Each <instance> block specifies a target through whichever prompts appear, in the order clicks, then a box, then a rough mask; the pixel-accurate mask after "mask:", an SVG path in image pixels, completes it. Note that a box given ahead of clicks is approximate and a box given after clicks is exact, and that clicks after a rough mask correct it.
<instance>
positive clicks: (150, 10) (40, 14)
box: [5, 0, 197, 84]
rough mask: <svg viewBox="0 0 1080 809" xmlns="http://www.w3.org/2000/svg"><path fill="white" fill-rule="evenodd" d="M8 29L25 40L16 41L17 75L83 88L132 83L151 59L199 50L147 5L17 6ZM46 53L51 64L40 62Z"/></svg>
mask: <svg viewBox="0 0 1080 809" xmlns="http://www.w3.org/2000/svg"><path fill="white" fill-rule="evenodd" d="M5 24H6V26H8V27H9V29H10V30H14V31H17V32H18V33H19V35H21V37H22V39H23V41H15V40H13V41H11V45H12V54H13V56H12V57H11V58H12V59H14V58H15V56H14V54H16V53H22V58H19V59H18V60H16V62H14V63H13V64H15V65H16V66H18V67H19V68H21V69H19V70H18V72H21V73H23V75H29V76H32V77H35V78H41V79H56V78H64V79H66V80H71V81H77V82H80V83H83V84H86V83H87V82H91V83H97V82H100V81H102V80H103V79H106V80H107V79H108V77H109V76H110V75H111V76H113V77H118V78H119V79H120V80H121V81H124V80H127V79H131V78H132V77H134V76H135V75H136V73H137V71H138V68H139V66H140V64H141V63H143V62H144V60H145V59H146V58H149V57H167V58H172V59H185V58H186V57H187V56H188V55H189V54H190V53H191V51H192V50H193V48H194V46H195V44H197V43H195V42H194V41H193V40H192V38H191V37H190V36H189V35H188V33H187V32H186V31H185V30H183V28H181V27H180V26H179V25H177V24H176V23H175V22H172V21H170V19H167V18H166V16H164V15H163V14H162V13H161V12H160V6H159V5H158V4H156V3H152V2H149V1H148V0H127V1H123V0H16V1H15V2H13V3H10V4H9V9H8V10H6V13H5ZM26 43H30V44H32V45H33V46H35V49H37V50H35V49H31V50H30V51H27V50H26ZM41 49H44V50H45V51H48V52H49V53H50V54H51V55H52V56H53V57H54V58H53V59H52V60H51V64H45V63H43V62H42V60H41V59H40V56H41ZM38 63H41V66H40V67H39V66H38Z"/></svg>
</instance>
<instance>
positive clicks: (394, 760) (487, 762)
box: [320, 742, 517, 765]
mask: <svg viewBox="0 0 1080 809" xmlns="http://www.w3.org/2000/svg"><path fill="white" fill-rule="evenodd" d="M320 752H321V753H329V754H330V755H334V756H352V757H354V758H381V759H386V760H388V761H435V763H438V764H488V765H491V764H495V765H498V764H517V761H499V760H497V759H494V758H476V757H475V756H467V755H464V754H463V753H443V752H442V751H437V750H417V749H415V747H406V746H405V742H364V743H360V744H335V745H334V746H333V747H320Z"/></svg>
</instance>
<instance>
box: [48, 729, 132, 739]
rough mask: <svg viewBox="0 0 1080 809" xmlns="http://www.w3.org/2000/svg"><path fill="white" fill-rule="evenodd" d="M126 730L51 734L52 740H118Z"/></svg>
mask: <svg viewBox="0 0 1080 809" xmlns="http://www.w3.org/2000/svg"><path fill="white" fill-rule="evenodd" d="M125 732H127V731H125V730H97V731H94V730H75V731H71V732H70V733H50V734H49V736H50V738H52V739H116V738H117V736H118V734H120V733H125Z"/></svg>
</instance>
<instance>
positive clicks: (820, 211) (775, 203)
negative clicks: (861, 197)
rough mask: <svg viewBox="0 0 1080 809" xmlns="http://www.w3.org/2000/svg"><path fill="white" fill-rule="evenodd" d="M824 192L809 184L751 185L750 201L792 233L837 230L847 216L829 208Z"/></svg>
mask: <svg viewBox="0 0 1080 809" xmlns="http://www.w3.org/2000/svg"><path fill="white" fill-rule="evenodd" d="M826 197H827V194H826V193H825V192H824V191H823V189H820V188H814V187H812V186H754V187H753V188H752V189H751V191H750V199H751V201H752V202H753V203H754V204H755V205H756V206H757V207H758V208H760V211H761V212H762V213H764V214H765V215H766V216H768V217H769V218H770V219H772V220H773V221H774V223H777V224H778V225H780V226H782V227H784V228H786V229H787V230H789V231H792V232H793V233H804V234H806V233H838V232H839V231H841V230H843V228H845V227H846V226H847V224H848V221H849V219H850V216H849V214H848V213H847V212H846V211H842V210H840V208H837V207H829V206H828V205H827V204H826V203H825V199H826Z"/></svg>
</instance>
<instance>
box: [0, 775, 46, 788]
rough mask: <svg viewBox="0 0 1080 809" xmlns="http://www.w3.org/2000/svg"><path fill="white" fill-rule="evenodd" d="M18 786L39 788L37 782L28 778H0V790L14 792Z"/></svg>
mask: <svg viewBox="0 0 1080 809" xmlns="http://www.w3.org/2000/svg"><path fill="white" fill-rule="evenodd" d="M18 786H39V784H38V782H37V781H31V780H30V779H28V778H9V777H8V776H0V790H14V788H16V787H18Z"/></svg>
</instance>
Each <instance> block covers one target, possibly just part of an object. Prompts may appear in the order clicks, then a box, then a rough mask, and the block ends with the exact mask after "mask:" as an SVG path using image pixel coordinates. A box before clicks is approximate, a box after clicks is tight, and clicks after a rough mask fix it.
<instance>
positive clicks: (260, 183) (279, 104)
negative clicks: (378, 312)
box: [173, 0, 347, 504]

^^^^^^^^^^^^^^^^

§ WHAT NEEDS TO BE DONE: Every entry must be retyped in full, exactly as given.

§ ANSWER:
Each <instance> block specifies a target through whichever prompts appear, in the order clicks, then a box, then a rough mask; the pixel-accurate mask after "mask:", an SVG path in image pixels, completes it. Note that a box given ahead of clicks is approximate and a box given after clicks is exact, and that clicks after a rough mask correct it.
<instance>
positive clicks: (150, 10) (40, 14)
box: [5, 0, 197, 84]
rough mask: <svg viewBox="0 0 1080 809" xmlns="http://www.w3.org/2000/svg"><path fill="white" fill-rule="evenodd" d="M8 29L25 40L16 41L17 75L83 88L132 83L151 59L199 50L147 5L17 6ZM46 53L51 64L40 62Z"/></svg>
mask: <svg viewBox="0 0 1080 809" xmlns="http://www.w3.org/2000/svg"><path fill="white" fill-rule="evenodd" d="M5 24H6V26H8V27H9V29H10V30H14V31H17V32H18V33H19V35H21V37H22V39H23V41H15V40H13V41H11V45H12V54H13V56H12V57H11V58H12V59H14V58H15V56H14V54H16V53H22V58H19V59H18V60H16V62H14V63H13V64H15V65H16V66H18V67H19V68H21V69H19V70H18V72H21V73H23V75H29V76H32V77H35V78H41V79H56V78H64V79H66V80H71V81H77V82H80V83H83V84H86V83H87V82H91V83H97V82H100V81H102V80H103V79H106V80H107V79H108V77H109V76H110V75H111V76H113V77H118V78H119V79H120V80H121V81H124V80H127V79H131V78H132V77H134V76H135V75H136V73H137V71H138V68H139V66H140V64H141V63H143V62H144V60H145V59H146V58H149V57H167V58H172V59H185V58H186V57H187V56H188V55H189V54H190V53H191V51H192V50H193V48H194V46H195V44H197V43H195V42H194V41H193V40H192V38H191V37H190V36H189V35H188V33H187V32H186V31H185V30H183V28H181V27H180V26H179V25H177V24H176V23H175V22H172V21H170V19H167V18H166V16H164V15H163V14H162V13H161V12H160V6H159V5H158V4H156V3H152V2H149V1H148V0H127V1H123V0H16V1H15V2H13V3H10V4H9V9H8V10H6V13H5ZM26 43H30V44H32V45H33V46H35V49H37V50H35V49H31V50H30V51H27V50H26ZM41 49H44V50H45V51H48V52H49V53H50V54H51V55H52V56H53V57H54V58H53V59H52V60H51V64H45V63H43V62H42V60H41V59H40V56H41ZM38 63H41V66H40V67H39V66H38Z"/></svg>
</instance>
<instance>
positive clicks: (394, 760) (487, 762)
box: [320, 742, 517, 765]
mask: <svg viewBox="0 0 1080 809" xmlns="http://www.w3.org/2000/svg"><path fill="white" fill-rule="evenodd" d="M320 752H321V753H329V754H330V755H334V756H352V757H354V758H381V759H386V760H388V761H435V763H438V764H488V765H491V764H495V765H498V764H517V761H499V760H497V759H494V758H476V757H475V756H467V755H464V754H463V753H443V752H442V751H437V750H417V749H415V747H406V746H405V742H364V743H360V744H335V745H334V746H333V747H320Z"/></svg>
</instance>
<instance>
box: [48, 729, 132, 739]
rough mask: <svg viewBox="0 0 1080 809" xmlns="http://www.w3.org/2000/svg"><path fill="white" fill-rule="evenodd" d="M126 730L51 734L52 740H118Z"/></svg>
mask: <svg viewBox="0 0 1080 809" xmlns="http://www.w3.org/2000/svg"><path fill="white" fill-rule="evenodd" d="M125 732H127V731H125V730H97V731H94V730H75V731H71V732H70V733H50V734H49V736H50V738H52V739H116V738H117V736H118V734H120V733H125Z"/></svg>
</instance>
<instance>
positive clicks: (820, 211) (775, 203)
negative clicks: (861, 197)
rough mask: <svg viewBox="0 0 1080 809" xmlns="http://www.w3.org/2000/svg"><path fill="white" fill-rule="evenodd" d="M824 192L809 184L751 185L750 201L792 233L837 230L847 216L829 208Z"/></svg>
mask: <svg viewBox="0 0 1080 809" xmlns="http://www.w3.org/2000/svg"><path fill="white" fill-rule="evenodd" d="M826 197H827V194H826V193H825V192H824V191H823V189H820V188H814V187H812V186H754V187H753V188H752V189H751V191H750V199H751V201H752V202H753V203H754V204H755V205H756V206H757V207H758V208H760V211H761V212H762V213H764V214H765V215H766V216H768V217H769V218H770V219H772V220H773V221H774V223H777V224H778V225H780V226H782V227H784V228H786V229H787V230H789V231H792V232H793V233H804V234H806V233H838V232H839V231H841V230H843V228H845V227H846V226H847V224H848V221H849V219H850V216H849V214H848V213H847V212H846V211H842V210H840V208H837V207H829V206H828V205H827V204H826V203H825V199H826Z"/></svg>
</instance>
<instance>
box: [0, 775, 46, 788]
rough mask: <svg viewBox="0 0 1080 809" xmlns="http://www.w3.org/2000/svg"><path fill="white" fill-rule="evenodd" d="M18 786L39 788L37 782L28 778H0V790L14 792Z"/></svg>
mask: <svg viewBox="0 0 1080 809" xmlns="http://www.w3.org/2000/svg"><path fill="white" fill-rule="evenodd" d="M18 786H39V784H38V782H37V781H31V780H30V779H28V778H9V777H8V776H0V790H14V788H16V787H18Z"/></svg>
</instance>
Each <instance> block covers one target, possibly just part of an object. Prompts may appear in the order clicks, then a box, then a rough mask, and the block ends with the exact mask after "mask:" as an SVG path using image pixel coordinates. A box before clicks is approximate, a box after clicks is tight, and clicks after a rough mask fix it.
<instance>
positive clicks: (260, 183) (279, 104)
negative clicks: (378, 312)
box: [173, 0, 347, 504]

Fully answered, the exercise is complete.